### EXERCISE 1
Reproduce the records exactly, from the start of the records through the line containing "[[204, 100]]", with both ends included, and leave the pictures out of your answer.

### EXTRACT PROVIDED
Headscarves in Danish workplaces
Since the mid 1990s, the right of Muslim women to wear headscarves at work has been a source of constant debate among politicians, the public and in the media. To begin with, the debate primarily concerned the extent to which checkout assistants and others in the retail sector should be able to wear headscarves when at work. More recently, the debate has extended to focus on public-sector employees, politicians and members of Denmark’s home guard.
Legal victory for women with headscarves
The right to wear headscarves in the workplace has also come under focus on the legal front. Back in 2000, a trainee was turned away from the Danish department store Magasin for turning up to work wearing a headscarf. The store claimed that the headscarf did not comply with their rules governing employee clothing. The case was instantly taken up in the courts and the crown court ruled that Magasin’s reason had no legal foundation and therefore constituted indirect discrimination. The girl received compensation. Prior to this landmark ruling, many headscarf bans had existed throughout areas of the retail sector. The crown-court decision resulted in many companies having to change their employee clothing policies. Following the ruling, employees now had the right to wear a headscarf at work.

### Raw records
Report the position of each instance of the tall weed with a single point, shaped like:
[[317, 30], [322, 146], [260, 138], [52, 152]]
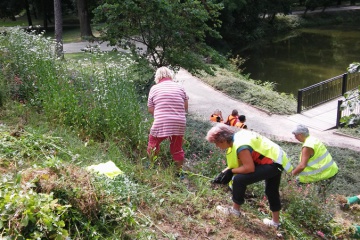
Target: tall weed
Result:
[[97, 98]]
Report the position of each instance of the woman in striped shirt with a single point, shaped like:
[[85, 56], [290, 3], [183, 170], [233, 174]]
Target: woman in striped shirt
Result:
[[168, 103]]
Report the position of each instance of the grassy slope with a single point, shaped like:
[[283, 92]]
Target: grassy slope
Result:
[[174, 209]]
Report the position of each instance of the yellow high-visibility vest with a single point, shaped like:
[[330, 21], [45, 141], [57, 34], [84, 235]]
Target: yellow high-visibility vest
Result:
[[320, 166], [260, 144]]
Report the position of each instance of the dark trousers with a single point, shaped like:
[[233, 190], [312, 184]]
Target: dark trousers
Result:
[[271, 173]]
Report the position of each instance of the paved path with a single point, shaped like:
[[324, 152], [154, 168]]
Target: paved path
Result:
[[204, 100]]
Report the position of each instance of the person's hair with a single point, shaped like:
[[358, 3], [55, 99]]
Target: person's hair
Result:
[[163, 72], [242, 118], [219, 133], [301, 129], [217, 112]]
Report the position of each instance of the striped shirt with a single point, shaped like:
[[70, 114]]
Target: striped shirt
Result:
[[168, 100]]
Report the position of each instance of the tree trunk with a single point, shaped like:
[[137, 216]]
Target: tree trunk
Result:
[[28, 12], [58, 28], [45, 12], [84, 19]]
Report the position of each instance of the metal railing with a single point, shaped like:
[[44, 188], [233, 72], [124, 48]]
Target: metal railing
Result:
[[327, 90]]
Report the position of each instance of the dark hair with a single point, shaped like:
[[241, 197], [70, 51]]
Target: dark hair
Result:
[[242, 118]]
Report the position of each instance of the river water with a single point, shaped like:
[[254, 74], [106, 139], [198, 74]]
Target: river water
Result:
[[304, 57]]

### EXERCISE 2
Write the next part of the text on headscarves in Danish workplaces, starting after its final sentence.

### EXERCISE RESULT 1
Report the position of each instance of the tall weed with a single point, shaped like:
[[317, 30], [322, 146], [260, 138], [52, 152]]
Target: tall weed
Result:
[[97, 98]]
Report the position of each instance of the woman in striped shirt with a single point, shaped like:
[[85, 56], [290, 3], [183, 170], [233, 174]]
Target: woman in striped shirt
Result:
[[168, 103]]
Report the position of each instance of the grassy slope with a single point, shaped like:
[[283, 92]]
Target: grassy slope
Result:
[[174, 209]]
Report the position of each instance of the yellow high-visibility vest with a single point, shaped like:
[[330, 21], [45, 141], [57, 34], [84, 235]]
Target: yellow high-visibility vest
Result:
[[320, 166], [260, 144]]
Report the position of each instance of the dark trousers with a single point, shaped like:
[[233, 190], [312, 184]]
Target: dark trousers
Result:
[[271, 173]]
Report the position of each instance of the paved path with a single point, shaped like:
[[324, 152], [154, 168]]
Target: paved path
Result:
[[204, 100]]

### EXERCISE RESULT 2
Supermarket chain Føtex found another way out
Another retail corporation, Dansk Supermarked, which owns nationwide supermarket chains Føtex and Netto, went the opposite way. Following the Magasin ruling, they introduced employee-clothing regulations that banned the wearing of any form of head garment, unless this was a specially required part of the uniform. The same rules banned visible piercings and unnaturally coloured hair. When a Føtex employee in 2001 announced that in the future she intended to turn up for work wearing a headscarf, she was fired. The supermarket chain backed up their decision by saying that the headscarf contravened the company regulations for employee clothing. The case ended up in the high court, which, in 2005, ruled in favour of Føtex. The reason given for the ruling was that the girl was aware of company policy regarding clothing and had signed a document saying that she would adhere to these rules. The high court also pointed out that Føtex was fully entitled to set requirements for employee clothing as long as these applied to all employees ion the same position.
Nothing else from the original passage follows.